**Page text**
• • • • • • •

November 10, 2020
We entered the month knowing that during an election year October is typically a poor month for stock performance. This is exactly how things went, too, for U.S. equities. After running upward for close to half the month, markets closed October on a down note. There are likely multiple reasons for this including the related factors of an increase in COVID cases paired with the lack of congress to pass a new fiscal stimulus package.
Election uncertainty seems to have played a role, too, but this particular factor is difficult to quantify. We do know, however, that markets abhor uncertainty so taking this into account, especially in light of a particularly contentious Presidential race, it seems reasonable to believe that this was a factor of some consideration.
The S&P 500 fell 4.1% in the final week of October which was enough to move the index into negative returns for the month. In fact, all three major US indices including the S&P 500, the Dow Jones Industrial Average, and the NASDAQ all finished in the red for the month of October.
Tactical Growth’s allocation on October 1 was 68% U.S. Equities, 10.5% Fixed Income, 5.5% Precious Metals, and 16% Money Market. On the 20th we moved 5% from Money Market into the Small Cap Value sector.
On the 29th we sold half of our Gold Mining holdings to money market. Our holdings at the end of October are % U.S. Equity, 10.5% Fixed-Income, 2.5% Precious Metals, and 16% Money Market. Volatility and negative price action in October weakened rankings across the board and we maintained our high cash weighting into the Election.
For October, the Stadion Tactical Growth Fund Class I returned -2.09% versus its benchmark Morningstar Moderately Aggressive Target Risk which returned -1.54%.
To view the most recent performance for the Stadion Tactical Growth Fund, click here.
The S&P 500 Index is the Standard & Poor’s Composite Index of 500 stocks and is a widely recognized, unmanaged index of common stock prices.
The Dow Jones Industrial Average is a price-weighted average of 30 significant stocks traded on the New York Stock Exchange.
The NASDAQ Composite is a stock market index of the common stocks and similar securities listed on the NASDAQ stock market and it is highly followed in the U.S. as an indicator of the performance of stocks of technology companies and growth companies.
The Morningstar Target Risk Index family is designed to meet the needs of investors who would like to maintain a target level of equity exposure through a portfolio diversified across equities, bonds and inflation-hedged instruments. The Morningstar Moderately Aggressive Target Risk Index seeks approximately 80% global equity exposure.
One cannot invest directly in an index.

• • • • • • •

**What the task requires**
From the commentary, list each asset category in Tactical Growth's allocation on October 1 along with its percentage. The records that follow have no connection to the commentary above.

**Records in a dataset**
• • • • • • •

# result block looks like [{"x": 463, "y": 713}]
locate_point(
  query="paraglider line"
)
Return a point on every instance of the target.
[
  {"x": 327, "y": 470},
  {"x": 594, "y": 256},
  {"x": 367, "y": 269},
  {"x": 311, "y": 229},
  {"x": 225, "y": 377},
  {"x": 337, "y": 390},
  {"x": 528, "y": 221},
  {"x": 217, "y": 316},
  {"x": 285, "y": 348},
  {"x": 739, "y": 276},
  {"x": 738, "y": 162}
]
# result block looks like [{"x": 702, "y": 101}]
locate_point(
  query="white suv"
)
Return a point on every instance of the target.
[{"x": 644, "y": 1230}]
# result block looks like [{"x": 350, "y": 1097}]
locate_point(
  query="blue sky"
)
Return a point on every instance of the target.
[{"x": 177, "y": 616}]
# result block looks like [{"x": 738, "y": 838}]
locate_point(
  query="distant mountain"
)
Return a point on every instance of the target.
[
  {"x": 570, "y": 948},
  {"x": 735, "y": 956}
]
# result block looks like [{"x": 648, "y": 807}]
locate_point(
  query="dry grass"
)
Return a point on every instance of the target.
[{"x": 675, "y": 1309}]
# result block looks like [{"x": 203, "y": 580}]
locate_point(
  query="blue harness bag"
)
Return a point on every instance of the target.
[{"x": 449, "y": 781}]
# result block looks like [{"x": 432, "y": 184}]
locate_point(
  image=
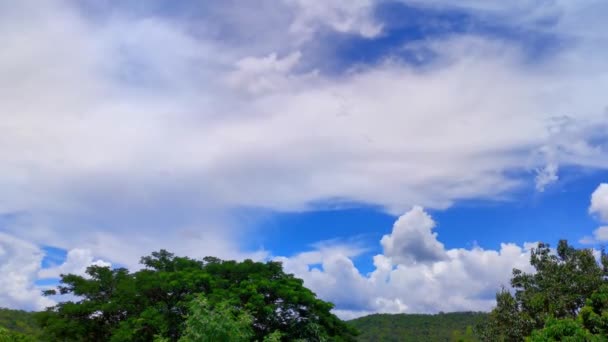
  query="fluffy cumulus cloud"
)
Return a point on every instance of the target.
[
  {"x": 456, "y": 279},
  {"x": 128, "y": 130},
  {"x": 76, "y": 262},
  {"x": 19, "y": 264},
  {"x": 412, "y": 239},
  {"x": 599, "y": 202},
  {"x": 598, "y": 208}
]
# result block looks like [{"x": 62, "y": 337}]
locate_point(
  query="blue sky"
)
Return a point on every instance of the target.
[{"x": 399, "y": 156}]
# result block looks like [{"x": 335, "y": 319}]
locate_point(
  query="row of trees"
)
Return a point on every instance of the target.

• • • • • • •

**Solution to this exercise**
U.S. Equities: 68%
Fixed Income: 10.5%
Precious Metals: 5.5%
Money Market: 16%